> 节选文本:

过采样处理器
2.12 版本引入
oversample
请求处理器将搜索请求的 size
参数乘以指定的 sample_factor
(>= 1.0),并将原始值保存在 original_size
管道变量中。oversample
处理器旨在与 truncate_hits
响应处理器一起使用,但也可以单独使用。
请求正文字段
下表列出了所有请求字段。
字段 | 数据类型 | 描述 |
---|---|---|
sample_factor | 浮点型 | 在处理搜索请求之前,应用于 size 参数的乘法因子 (>= 1.0)。必需。 |
context_prefix | 字符串 | 可用于限定 original_size 变量的范围,以避免冲突。可选。 |
tag | 字符串 | 处理器的标识符。可选。 |
description | 字符串 | 处理器的描述。可选。 |
ignore_failure | 布尔型 | 如果为 true ,OpenSearch 将忽略此处理器的任何失败并继续运行搜索管道中的其余处理器。可选。默认值为 false 。 |
示例
以下示例演示了使用带有 oversample
处理器的搜索管道。
设置
创建名为 my_index
的索引,其中包含许多文档
POST /_bulk
{ "create":{"_index":"my_index","_id":1}}
{ "doc": { "title" : "document 1" }}
{ "create":{"_index":"my_index","_id":2}}
{ "doc": { "title" : "document 2" }}
{ "create":{"_index":"my_index","_id":3}}
{ "doc": { "title" : "document 3" }}
{ "create":{"_index":"my_index","_id":4}}
{ "doc": { "title" : "document 4" }}
{ "create":{"_index":"my_index","_id":5}}
{ "doc": { "title" : "document 5" }}
{ "create":{"_index":"my_index","_id":6}}
{ "doc": { "title" : "document 6" }}
{ "create":{"_index":"my_index","_id":7}}
{ "doc": { "title" : "document 7" }}
{ "create":{"_index":"my_index","_id":8}}
{ "doc": { "title" : "document 8" }}
{ "create":{"_index":"my_index","_id":9}}
{ "doc": { "title" : "document 9" }}
{ "create":{"_index":"my_index","_id":10}}
{ "doc": { "title" : "document 10" }}
创建搜索管道
以下请求创建一个名为 my_pipeline
的搜索管道,其中包含一个 oversample
请求处理器,该处理器请求的命中数比 size
中指定的命中数多 50%
PUT /_search/pipeline/my_pipeline
{
"request_processors": [
{
"oversample" : {
"tag" : "oversample_1",
"description" : "This processor will multiply `size` by 1.5.",
"sample_factor" : 1.5
}
}
]
}
使用搜索管道
在不使用搜索管道的情况下搜索 my_index
中的文档
POST /my_index/_search
{
"size": 5
}
响应包含五条命中记录
响应
{
"took" : 3,
"timed_out" : false,
"_shards" : {
"total" : 1,
"successful" : 1,
"skipped" : 0,
"failed" : 0
},
"hits" : {
"total" : {
"value" : 10,
"relation" : "eq"

> 问题描述 A:
统计记录中含有字符串“carved”的行共有多少行，只给出数字。
上面的文本与这些记录之间没有任何关联。

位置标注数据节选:
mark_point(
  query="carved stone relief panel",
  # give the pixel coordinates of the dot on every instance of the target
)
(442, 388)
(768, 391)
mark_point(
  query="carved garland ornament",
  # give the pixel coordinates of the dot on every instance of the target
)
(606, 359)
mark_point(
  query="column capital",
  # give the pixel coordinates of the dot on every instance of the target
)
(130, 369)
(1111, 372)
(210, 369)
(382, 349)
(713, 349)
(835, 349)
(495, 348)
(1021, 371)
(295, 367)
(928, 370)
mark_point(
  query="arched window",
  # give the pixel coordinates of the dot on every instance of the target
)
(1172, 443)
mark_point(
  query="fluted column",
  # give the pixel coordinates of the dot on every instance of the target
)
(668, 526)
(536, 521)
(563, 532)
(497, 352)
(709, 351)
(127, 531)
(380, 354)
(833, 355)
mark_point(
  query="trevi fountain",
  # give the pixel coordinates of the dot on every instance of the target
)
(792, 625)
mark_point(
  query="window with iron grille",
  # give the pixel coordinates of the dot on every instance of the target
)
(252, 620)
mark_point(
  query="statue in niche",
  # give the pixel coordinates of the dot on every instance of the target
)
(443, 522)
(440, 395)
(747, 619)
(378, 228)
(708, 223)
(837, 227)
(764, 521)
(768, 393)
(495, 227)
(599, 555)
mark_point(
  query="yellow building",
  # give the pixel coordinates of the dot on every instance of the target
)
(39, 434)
---
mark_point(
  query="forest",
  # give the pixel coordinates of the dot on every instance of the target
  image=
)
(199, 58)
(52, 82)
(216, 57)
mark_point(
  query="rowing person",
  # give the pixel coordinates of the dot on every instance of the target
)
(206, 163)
...
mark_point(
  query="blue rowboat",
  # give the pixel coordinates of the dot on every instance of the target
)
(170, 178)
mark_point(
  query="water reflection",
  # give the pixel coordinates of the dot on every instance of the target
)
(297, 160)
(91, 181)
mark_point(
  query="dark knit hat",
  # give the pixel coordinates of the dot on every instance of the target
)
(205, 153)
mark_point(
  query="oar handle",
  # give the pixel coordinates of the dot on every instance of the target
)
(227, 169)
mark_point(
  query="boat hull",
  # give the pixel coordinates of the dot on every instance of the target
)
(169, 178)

> 问题描述 B:
请接着过采样处理器这篇文本的末尾续写下去。

> 正确答案 A:
2

> 正确答案 B:
},
"max_score" : 1.0,
"hits" : [
{
"_index" : "my_index",
"_id" : "1",
"_score" : 1.0,
"_source" : {
"doc" : {
"title" : "document 1"
}
}
},
{
"_index" : "my_index",
"_id" : "2",
"_score" : 1.0,
"_source" : {
"doc" : {
"title" : "document 2"
}
}
},
{
"_index" : "my_index",
"_id" : "3",
"_score" : 1.0,
"_source" : {
"doc" : {
"title" : "document 3"
}
}
},
{
"_index" : "my_index",
"_id" : "4",
"_score" : 1.0,
"_source" : {
"doc" : {
"title" : "document 4"
}
}
},
{
"_index" : "my_index",
"_id" : "5",
"_score" : 1.0,
"_source" : {
"doc" : {
"title" : "document 5"
}
}
}
]
}
}
要使用管道进行搜索,请在 search_pipeline
查询参数中指定管道名称
POST /my_index/_search?search_pipeline=my_pipeline
{
"size": 5
}
响应包含 8 个文档(5 * 1.5 = 7.5,向上取整为 8)
响应
{
"took" : 13,
"timed_out" : false,
"_shards" : {
"total" : 1,
"successful" : 1,
"skipped" : 0,
"failed" : 0
},
"hits" : {
"total" : {
"value" : 10,
"relation" : "eq"
},
"max_score" : 1.0,
"hits" : [
{
"_index" : "my_index",
"_id" : "1",
"_score" : 1.0,
"_source" : {
"doc" : {
"title" : "document 1"
}
}
},
{
"_index" : "my_index",
"_id" : "2",
"_score" : 1.0,
"_source" : {
"doc" : {
"title" : "document 2"
}
}
},
{
"_index" : "my_index",
"_id" : "3",
"_score" : 1.0,
"_source" : {
"doc" : {
"title" : "document 3"
}
}
},
{
"_index" : "my_index",
"_id" : "4",
"_score" : 1.0,
"_source" : {
"doc" : {
"title" : "document 4"
}
}
},
{
"_index" : "my_index",
"_id" : "5",
"_score" : 1.0,
"_source" : {
"doc" : {
"title" : "document 5"
}
}
},
{
"_index" : "my_index",
"_id" : "6",
"_score" : 1.0,
"_source" : {
"doc" : {
"title" : "document 6"
}
}
},
{
"_index" : "my_index",
"_id" : "7",
"_score" : 1.0,
"_source" : {
"doc" : {
"title" : "document 7"
}
}
},
{
"_index" : "my_index",
"_id" : "8",
"_score" : 1.0,
"_source" : {
"doc" : {
"title" : "document 8"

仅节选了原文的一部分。